Rewrite all the records below, replacing every "keypoint" with "marker" and leaving everything else unchanged. Leave the pictures out of your answer.

Entries from a point annotation set
= = = = = = =
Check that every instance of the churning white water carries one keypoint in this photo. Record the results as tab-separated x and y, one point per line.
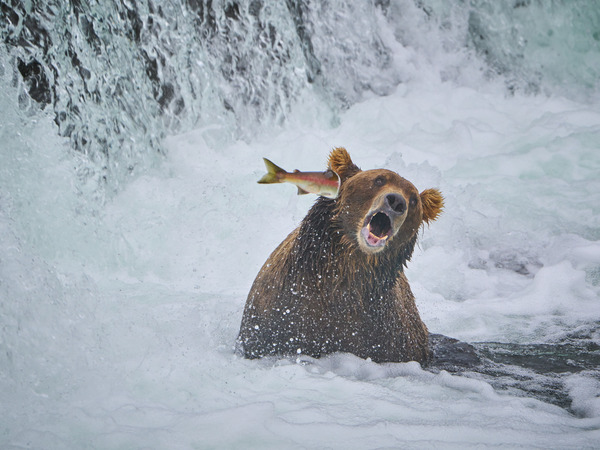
123	277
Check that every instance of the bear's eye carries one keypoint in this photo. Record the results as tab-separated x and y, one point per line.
379	181
413	200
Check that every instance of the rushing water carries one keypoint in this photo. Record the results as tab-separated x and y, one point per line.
131	226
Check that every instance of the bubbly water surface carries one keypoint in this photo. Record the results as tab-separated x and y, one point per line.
131	224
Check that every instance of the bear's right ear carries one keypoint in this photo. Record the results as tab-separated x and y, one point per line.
340	163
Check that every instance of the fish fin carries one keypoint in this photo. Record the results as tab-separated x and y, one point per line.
272	171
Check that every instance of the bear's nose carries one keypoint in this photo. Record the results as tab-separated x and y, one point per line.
396	202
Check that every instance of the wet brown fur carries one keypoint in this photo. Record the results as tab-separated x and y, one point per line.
320	293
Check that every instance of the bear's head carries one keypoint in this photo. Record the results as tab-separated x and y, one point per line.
378	211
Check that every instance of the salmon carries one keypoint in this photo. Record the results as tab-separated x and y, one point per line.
325	184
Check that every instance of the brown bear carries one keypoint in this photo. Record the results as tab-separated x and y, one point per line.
336	283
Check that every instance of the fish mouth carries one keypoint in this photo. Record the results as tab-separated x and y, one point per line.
376	230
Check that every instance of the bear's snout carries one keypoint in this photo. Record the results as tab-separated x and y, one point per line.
396	203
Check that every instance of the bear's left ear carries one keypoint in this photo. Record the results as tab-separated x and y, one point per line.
432	202
340	163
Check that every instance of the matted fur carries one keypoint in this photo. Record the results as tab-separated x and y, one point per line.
319	292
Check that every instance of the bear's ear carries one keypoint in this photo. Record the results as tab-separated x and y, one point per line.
340	163
433	203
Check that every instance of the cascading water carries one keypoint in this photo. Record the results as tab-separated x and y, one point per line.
131	225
= = = = = = =
Task output:
Check that every instance of the churning white water carries one marker in this photo. Record the results as tab-separated x and y, one point per line.
123	277
Check that every instance of the bear's eye carries one marker in this photo. Record the results as tab-separated x and y, one point per line.
379	181
413	200
Check that every instance of the rushing water carries one marker in this photo. Record the results as tab-separated x and y, one point per line.
131	226
Check that every instance of the bubbly water surface carries one marker in this photo. Record the results as tab-separated x and y, one point per line.
131	224
Check that every instance of the bear's right ear carries one marker in this photo. Record the results as tab-separated x and y, one point per line.
340	163
Check that every instance of the fish fin carries one marker in this photo. Record the results as tab-separated x and y, one point per line.
272	171
Check that every instance of the bear's nose carries one marker in this photo. Record the results as tab-separated x and y, one point per line.
396	202
Check that every instance of the wet brown fur carries one marker in this photo. Record the results as tab-separated x and y, one point per line.
320	293
Check that every instance of the bear's head carries one marker in this photo. Record the results as tab-separated x and y, one point per line.
378	211
Check that every instance of the salmon carries one marker in this photo. Record the results as tab-separated x and y, one point per line.
325	184
Check that every instance of the brown bear carries one marker in this photo. Record the results as tab-separated x and y, one point per line.
336	283
Check that every instance of the fish mouth carries one marker in this photo. Record the results as tab-separated x and y, one point per line.
376	230
Check that every instance of the bear's snout carries one marker in this photo. Record the results as tab-separated x and y, one point per line.
396	203
Check that every instance of the bear's left ear carries one marker in this photo. Record the results as tab-separated x and y, one point per line.
432	202
340	163
Check that every instance of the matted fur carries one marker in this photo. Record the results as tab-separated x and y, one point per line.
319	292
Check that every instance of the bear's ear carries one marker in this photo. Record the results as tab-separated x and y, one point per line.
340	163
433	203
Check that every instance of the cascading water carries one marker in this photo. Record the results as tab-separated x and y, one point per line.
131	225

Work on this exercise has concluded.